Page extract
Amnon Rapoport (1936-2022) was an Israeli-born quantitative psychologist who was the Eller Professor Emeritus 
of Management and Organizations at the Eller College of Management at the University of Arizona. His research focused on experimental studies of interactive decision-making behavior. He passed away on December 6, 2022 after more than six decades of academic teaching, research, and service.

Biography

Rapoport received his doctoral degree in quantitative psychology from the University of North Carolina, Chapel Hill in 1965. He is a distinguished professor of management and a highly cited scholar in the social sciences. Rapoport has published articles in peer-reviewed journals, including Management Science, Journal of Experimental Psychology: General, American Economic Review, Organizational Behavior and Human Decision Processes, Marketing Science, Psychological Review, and Journal of Personality and Social Psychology. He is best known for studying human decisions in social and interactive contexts with experimental and quantitative methods.

In his current work, Rapoport is interested in experimental studies of interactive decision making behavior, including common pool resource dilemmas, dynamic pricing, fair cost-sharing allocation, route choice in traffic networks, and sequential search by committees.  He has collaborated with David Budescu.

What the exercise asks
According to the Rapoport biography, which university awarded Rapoport his doctoral degree, and in which year? Rely only on the Rapoport biography for answers; nothing outside it is needed.

[Point-labeling dataset excerpts]
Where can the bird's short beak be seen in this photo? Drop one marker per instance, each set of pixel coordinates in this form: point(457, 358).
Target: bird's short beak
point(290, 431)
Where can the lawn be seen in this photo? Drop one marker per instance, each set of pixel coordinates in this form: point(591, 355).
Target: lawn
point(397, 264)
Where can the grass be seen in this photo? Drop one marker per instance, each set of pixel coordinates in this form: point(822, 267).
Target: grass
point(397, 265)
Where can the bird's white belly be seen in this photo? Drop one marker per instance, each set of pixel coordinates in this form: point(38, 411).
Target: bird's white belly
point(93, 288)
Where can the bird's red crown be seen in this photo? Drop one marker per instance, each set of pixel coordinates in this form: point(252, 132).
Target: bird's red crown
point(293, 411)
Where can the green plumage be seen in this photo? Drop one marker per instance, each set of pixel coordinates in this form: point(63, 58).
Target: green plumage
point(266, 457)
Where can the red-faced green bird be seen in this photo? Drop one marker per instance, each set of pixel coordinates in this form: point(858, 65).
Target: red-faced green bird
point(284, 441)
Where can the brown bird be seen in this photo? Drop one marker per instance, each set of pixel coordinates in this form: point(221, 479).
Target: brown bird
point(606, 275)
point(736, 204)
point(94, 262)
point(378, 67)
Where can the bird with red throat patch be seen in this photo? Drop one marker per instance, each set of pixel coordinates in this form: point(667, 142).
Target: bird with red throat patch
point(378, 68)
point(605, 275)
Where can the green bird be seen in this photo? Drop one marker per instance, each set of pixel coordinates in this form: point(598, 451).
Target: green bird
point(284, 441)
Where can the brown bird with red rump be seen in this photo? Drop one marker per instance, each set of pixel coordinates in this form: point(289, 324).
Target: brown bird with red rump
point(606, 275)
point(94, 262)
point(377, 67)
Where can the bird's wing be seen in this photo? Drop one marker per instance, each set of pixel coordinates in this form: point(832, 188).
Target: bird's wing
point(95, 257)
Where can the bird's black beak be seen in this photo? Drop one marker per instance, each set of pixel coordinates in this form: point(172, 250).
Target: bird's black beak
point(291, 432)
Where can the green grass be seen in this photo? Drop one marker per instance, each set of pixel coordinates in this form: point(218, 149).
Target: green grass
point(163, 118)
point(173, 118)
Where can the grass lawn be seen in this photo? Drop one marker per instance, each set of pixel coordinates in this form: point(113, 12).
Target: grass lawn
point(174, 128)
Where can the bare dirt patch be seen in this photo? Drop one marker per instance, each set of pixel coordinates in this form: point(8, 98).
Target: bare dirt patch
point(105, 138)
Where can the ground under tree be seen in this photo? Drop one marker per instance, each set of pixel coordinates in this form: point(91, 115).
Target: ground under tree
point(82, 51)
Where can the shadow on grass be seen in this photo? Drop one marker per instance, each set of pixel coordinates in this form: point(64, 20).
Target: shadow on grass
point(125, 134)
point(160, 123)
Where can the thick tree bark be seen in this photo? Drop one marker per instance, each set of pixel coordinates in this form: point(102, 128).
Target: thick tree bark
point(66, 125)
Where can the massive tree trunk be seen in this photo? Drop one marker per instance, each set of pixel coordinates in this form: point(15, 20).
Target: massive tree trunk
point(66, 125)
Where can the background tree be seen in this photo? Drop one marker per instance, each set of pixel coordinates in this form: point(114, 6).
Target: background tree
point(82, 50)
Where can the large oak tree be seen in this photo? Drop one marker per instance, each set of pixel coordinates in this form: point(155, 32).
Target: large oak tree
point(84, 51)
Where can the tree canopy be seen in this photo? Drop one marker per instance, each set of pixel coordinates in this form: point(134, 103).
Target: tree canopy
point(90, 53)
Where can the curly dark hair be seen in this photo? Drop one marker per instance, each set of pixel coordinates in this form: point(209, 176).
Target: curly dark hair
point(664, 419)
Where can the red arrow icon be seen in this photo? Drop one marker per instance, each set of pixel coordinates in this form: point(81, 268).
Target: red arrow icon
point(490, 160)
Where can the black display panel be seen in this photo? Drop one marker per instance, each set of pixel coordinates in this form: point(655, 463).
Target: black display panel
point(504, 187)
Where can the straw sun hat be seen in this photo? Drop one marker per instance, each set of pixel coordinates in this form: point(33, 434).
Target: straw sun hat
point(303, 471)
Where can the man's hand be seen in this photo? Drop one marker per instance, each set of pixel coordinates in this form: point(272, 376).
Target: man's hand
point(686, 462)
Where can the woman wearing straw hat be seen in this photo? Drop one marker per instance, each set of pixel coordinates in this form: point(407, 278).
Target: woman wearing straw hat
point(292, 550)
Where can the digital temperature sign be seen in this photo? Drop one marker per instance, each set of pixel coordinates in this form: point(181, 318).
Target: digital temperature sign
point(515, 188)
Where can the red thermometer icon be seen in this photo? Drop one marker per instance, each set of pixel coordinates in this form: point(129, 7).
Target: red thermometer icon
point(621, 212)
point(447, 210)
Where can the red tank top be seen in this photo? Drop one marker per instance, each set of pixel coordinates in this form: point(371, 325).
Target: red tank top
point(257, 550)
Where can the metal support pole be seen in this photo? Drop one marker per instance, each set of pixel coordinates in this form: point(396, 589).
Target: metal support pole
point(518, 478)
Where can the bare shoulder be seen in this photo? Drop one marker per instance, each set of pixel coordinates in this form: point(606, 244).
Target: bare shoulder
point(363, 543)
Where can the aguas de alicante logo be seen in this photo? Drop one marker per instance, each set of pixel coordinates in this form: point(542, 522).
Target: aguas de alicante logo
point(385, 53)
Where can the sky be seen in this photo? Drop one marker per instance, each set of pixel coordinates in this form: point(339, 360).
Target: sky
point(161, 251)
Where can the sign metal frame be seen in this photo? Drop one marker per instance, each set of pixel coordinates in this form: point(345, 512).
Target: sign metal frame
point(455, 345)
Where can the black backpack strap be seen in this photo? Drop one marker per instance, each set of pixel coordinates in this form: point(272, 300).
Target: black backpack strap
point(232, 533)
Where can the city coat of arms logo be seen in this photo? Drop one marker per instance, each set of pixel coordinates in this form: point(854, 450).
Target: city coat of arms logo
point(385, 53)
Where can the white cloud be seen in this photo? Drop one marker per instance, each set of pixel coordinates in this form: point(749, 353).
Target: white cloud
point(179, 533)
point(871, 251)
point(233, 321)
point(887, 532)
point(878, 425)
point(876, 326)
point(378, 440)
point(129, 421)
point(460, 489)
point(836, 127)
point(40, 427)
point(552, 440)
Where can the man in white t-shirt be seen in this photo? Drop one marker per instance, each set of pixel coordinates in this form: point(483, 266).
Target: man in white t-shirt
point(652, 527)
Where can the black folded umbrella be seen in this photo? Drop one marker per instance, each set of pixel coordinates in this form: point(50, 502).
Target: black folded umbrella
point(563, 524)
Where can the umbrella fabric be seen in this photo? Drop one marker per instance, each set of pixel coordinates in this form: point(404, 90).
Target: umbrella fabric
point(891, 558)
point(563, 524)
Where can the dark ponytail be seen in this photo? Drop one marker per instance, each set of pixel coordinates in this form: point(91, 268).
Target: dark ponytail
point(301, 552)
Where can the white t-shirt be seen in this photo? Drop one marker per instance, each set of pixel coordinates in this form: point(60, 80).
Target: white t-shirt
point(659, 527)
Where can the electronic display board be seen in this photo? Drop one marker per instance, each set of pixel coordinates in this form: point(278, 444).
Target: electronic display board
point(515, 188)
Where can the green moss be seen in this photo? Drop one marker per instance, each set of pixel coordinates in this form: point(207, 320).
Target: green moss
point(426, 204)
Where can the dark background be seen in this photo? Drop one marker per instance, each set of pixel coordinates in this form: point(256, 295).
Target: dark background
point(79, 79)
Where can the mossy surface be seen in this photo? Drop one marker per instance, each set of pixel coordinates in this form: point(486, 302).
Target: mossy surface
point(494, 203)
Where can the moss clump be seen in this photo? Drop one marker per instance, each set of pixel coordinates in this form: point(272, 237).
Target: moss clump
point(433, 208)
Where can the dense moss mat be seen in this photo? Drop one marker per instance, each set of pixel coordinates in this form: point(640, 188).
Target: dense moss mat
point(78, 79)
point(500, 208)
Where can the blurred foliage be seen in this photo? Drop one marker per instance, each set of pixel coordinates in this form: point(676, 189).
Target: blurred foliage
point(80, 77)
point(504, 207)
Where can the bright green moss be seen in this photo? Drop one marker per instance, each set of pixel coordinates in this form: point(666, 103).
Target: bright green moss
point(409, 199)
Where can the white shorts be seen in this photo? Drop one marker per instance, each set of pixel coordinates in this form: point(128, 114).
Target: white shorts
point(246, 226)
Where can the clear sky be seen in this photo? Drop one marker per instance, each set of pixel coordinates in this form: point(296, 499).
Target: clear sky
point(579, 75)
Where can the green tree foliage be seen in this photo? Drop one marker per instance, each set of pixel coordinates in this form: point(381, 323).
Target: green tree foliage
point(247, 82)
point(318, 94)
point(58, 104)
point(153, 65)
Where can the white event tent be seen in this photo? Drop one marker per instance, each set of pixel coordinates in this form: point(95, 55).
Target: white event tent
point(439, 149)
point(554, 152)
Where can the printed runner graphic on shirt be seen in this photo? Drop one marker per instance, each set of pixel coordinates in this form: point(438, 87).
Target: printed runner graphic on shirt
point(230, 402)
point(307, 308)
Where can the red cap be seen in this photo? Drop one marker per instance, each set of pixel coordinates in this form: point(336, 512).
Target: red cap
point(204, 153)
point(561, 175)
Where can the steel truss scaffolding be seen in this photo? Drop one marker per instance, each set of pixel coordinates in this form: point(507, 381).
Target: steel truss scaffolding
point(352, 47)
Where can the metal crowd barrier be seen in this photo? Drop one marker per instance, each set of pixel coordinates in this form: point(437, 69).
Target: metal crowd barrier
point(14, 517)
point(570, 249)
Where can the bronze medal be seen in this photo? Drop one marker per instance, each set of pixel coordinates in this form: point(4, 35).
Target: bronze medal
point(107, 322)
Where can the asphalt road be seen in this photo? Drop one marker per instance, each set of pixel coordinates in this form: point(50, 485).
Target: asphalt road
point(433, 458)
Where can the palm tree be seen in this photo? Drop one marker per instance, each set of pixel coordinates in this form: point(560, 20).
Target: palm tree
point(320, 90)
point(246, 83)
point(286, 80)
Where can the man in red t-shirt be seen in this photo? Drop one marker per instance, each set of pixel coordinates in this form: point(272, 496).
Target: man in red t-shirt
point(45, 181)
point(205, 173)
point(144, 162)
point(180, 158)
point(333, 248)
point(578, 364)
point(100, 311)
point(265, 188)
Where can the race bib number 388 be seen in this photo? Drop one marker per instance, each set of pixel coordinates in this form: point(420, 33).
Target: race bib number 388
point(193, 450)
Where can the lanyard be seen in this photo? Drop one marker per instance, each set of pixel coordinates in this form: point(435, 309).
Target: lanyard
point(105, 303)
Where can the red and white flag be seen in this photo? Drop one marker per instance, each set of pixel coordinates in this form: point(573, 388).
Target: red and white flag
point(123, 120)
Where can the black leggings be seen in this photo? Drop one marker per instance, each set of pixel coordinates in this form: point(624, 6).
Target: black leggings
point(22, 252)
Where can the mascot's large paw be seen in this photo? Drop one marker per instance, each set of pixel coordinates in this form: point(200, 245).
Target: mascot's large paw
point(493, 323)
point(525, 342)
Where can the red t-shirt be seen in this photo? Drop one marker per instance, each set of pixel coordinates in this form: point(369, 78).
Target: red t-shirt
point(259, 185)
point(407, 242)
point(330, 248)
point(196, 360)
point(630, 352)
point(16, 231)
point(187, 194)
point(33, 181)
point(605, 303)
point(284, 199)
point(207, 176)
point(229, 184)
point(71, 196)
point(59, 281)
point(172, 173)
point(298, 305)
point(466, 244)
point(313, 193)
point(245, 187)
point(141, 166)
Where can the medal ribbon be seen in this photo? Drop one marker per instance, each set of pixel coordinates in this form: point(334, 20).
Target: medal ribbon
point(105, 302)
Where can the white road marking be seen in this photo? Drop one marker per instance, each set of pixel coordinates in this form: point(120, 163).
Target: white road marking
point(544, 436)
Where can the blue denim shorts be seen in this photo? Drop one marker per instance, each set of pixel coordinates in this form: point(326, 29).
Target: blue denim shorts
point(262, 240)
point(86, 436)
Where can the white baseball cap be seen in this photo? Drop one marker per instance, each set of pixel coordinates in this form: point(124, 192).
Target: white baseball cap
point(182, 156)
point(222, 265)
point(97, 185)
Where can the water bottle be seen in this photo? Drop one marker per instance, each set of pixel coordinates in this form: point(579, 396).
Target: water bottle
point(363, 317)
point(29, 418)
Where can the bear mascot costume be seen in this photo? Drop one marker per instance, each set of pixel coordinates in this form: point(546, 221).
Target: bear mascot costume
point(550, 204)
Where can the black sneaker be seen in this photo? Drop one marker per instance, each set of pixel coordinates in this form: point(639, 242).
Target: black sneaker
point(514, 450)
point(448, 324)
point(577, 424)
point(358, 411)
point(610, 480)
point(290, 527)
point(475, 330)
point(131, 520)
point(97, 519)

Exercise result
The University of North Carolina, Chapel Hill, in 1965.